> READING PASSAGE

---

Eighteen miles east of town there’s a gate in the barbed wire fence allowing access to the fields north of the road. Few would ever pause long enough to consider the dirt trail that wanders off through the fields until it falls out of sight. Well,… that “goat trail” is actually a driveway, and if your rig is able to follow it for another mile and a half you’ll come upon a old three story farmhouse. It’s perched high on the shoulder of a steep canyon that quickly falls a VERY long ways to Rock Creek at the bottom. Think middle of nowhere, and that’s where it happend.
Wind energy companies came here looking for two things in particular. A lot of wind, and a lot of open space.
Grace’s family was surrounded by a whole bunch of both, so it wasn’t unexpected that someone might show up pitching the obligatory personal relations stuff right about the time contracts were being signed and millions or more dollars were being committed.

---

Stored entries:
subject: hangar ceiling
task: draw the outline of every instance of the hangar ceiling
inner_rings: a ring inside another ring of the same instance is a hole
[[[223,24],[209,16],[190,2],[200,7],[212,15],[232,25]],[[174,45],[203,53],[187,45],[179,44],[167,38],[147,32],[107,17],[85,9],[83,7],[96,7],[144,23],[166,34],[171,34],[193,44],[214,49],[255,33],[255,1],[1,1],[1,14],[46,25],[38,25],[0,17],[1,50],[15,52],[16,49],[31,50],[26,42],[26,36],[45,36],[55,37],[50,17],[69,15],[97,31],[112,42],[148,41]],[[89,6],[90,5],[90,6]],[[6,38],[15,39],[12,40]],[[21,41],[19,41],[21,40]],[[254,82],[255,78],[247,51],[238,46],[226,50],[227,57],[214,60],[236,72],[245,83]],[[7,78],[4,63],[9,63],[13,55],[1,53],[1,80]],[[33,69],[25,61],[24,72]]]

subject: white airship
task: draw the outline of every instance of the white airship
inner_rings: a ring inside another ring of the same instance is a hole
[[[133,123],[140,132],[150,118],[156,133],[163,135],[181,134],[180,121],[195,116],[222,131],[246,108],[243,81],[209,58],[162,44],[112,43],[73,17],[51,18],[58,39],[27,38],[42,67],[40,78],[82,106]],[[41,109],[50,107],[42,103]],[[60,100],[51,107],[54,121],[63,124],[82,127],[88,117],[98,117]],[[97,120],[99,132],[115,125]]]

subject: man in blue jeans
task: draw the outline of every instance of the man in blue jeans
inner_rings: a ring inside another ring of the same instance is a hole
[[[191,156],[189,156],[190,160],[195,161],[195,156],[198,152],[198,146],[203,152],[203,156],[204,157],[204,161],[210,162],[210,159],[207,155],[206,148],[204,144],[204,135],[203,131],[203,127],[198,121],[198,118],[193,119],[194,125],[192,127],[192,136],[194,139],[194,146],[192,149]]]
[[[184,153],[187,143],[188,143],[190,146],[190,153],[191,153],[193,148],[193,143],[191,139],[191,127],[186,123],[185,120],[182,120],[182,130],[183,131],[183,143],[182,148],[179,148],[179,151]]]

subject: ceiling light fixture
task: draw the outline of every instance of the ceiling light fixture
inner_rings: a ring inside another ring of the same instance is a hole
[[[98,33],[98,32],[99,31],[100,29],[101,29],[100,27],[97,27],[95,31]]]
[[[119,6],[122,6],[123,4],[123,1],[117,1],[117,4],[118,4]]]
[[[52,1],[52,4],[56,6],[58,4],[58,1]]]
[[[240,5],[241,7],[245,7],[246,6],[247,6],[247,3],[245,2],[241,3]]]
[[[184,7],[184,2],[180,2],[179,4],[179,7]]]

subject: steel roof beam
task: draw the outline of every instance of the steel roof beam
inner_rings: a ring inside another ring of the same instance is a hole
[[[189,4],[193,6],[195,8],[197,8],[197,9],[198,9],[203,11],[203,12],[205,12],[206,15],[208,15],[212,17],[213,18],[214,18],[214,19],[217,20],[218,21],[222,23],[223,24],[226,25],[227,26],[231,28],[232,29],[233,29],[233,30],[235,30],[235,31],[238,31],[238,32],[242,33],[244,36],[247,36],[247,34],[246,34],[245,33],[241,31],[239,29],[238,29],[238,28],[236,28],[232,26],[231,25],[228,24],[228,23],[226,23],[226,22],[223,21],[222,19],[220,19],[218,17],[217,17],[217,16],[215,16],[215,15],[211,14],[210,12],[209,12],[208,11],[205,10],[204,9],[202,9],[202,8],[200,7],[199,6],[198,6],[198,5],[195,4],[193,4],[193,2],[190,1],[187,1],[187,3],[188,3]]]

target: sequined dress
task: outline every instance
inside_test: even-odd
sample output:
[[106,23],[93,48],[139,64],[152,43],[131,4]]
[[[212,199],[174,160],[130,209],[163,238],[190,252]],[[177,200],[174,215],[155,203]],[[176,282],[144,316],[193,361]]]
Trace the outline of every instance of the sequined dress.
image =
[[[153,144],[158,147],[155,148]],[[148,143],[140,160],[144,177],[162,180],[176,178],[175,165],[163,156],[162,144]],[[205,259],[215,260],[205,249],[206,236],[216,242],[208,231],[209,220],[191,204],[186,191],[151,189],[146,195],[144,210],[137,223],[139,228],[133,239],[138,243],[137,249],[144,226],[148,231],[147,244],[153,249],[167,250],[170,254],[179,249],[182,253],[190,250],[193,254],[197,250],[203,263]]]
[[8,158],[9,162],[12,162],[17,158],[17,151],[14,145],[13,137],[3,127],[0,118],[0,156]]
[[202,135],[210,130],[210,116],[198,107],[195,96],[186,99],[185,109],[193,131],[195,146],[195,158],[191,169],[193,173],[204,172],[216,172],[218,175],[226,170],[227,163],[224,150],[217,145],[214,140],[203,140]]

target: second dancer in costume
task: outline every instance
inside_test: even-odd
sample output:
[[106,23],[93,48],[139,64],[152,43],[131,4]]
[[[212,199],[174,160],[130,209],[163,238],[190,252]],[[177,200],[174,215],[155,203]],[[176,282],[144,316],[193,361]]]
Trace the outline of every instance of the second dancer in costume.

---

> GIVEN INSTRUCTION A
For each statement, say yes or no depending on whether it agrees with the passage about the farmhouse, and quote the exact words from that passage that decide it.
(i) The gate in the fence is eighteen miles east of town.
(ii) The farmhouse has two stories.
(iii) Wind energy companies came looking for a lot of wind and a lot of open space.
> GIVEN INSTRUCTION B
In the passage about the farmhouse, what is the name of the creek at the bottom of the canyon?
> GIVEN INSTRUCTION C
Extend the passage about the farmhouse by writing what comes after its last sentence.
The records have no connection to the passage about the farmhouse.

> EXERCISE ANSWER A
(i) Yes: "Eighteen miles east of town there’s a gate in the barbed wire fence"
(ii) No: "you’ll come upon a old three story farmhouse"
(iii) Yes: "A lot of wind, and a lot of open space."

> EXERCISE ANSWER B
Rock Creek

> EXERCISE ANSWER C
And so it was, sure enough, that a well educated man in a shiny new pickup (white of course,… they’re always white) came to find my wife’s parents home. I don’t doubt that he was simply hoping to explain the changes that would soon be taking place around their home, but he was in for so much more.
I’m sure you can imagine what a man that’s used to working in more urban areas might have thought driving into this place. He must have felt as though he’d just stepped into a scene from deliverance as it was, but then,… he spotted Jacob!
Jacob was in his early twenties at the time, and though physically an adult, he never outgrew his favorite childhood superheroes. Fortunately he didn’t get very big either, so gift shopping for Jacob is pretty easy. Just buy a size large costume emulating the character he seems most enamored with right after Halloween when such things are on sale, and save it for his next birthday. Always a hit.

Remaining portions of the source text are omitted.